--- START Dataset records ---
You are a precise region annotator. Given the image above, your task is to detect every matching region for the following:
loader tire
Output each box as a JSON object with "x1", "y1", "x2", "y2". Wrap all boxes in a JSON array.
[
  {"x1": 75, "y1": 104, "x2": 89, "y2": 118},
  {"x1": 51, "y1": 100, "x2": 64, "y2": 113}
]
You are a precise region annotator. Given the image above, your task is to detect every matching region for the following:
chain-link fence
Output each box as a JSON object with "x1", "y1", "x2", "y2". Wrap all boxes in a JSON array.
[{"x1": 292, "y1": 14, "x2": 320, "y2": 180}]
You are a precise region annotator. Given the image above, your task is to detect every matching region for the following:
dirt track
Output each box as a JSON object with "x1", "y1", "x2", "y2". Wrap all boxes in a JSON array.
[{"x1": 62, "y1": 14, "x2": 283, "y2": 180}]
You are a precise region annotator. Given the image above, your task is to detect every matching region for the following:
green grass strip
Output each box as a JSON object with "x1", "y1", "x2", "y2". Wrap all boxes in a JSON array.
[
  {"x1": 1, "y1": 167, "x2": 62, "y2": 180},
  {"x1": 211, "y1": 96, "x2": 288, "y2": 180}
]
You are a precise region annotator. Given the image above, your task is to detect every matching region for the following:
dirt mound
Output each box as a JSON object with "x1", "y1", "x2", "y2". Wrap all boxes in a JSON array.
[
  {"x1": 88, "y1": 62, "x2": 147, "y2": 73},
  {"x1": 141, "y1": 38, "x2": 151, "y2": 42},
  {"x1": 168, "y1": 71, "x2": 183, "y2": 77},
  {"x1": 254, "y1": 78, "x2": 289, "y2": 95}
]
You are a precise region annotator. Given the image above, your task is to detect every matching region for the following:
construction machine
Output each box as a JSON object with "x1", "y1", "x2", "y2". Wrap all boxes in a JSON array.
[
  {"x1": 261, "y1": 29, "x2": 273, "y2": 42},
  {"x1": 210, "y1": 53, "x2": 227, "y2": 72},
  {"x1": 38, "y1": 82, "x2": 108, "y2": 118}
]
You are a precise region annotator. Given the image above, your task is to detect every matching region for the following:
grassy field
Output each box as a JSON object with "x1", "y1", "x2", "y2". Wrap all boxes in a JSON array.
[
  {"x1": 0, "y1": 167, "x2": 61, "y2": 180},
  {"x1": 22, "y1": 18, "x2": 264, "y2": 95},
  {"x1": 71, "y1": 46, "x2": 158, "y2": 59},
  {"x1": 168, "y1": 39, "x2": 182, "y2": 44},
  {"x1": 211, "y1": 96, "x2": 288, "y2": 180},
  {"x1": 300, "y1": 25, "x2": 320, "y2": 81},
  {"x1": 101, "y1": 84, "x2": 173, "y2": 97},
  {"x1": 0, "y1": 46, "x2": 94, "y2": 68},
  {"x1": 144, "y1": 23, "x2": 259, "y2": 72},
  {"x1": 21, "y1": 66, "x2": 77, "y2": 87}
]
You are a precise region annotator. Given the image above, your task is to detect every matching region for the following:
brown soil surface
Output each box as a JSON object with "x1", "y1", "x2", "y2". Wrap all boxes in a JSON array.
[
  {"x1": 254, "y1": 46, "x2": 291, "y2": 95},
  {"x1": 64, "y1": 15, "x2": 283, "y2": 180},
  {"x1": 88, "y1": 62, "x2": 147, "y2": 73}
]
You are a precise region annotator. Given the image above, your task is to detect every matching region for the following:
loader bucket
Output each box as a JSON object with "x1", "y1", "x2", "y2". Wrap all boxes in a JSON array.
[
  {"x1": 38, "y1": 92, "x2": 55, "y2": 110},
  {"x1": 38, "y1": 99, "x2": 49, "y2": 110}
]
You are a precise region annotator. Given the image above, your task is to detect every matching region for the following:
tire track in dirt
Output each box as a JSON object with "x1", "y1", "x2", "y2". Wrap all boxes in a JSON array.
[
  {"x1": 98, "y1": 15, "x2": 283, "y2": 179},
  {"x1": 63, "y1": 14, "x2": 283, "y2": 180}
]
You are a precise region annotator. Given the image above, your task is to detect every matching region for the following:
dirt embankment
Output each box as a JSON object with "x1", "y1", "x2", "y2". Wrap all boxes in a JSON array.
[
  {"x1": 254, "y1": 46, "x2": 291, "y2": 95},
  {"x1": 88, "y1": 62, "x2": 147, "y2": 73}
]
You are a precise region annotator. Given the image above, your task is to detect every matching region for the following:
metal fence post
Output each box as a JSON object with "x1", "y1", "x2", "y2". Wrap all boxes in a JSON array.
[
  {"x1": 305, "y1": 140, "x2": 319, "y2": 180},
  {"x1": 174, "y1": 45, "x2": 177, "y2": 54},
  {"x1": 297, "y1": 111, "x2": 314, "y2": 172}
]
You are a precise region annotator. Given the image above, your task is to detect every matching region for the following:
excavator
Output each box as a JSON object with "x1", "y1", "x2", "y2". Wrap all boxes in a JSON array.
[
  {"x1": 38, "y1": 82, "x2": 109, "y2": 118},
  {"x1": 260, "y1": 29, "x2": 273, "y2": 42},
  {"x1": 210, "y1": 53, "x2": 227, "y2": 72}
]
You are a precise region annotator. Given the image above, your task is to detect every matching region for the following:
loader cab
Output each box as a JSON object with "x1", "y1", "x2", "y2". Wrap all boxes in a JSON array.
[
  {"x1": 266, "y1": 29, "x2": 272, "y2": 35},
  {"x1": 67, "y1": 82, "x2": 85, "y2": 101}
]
--- END Dataset records ---
» Problem
State how many lines of the listing contain the string "loader", counting only matches with the same case. Give the number alone.

» Task solution
3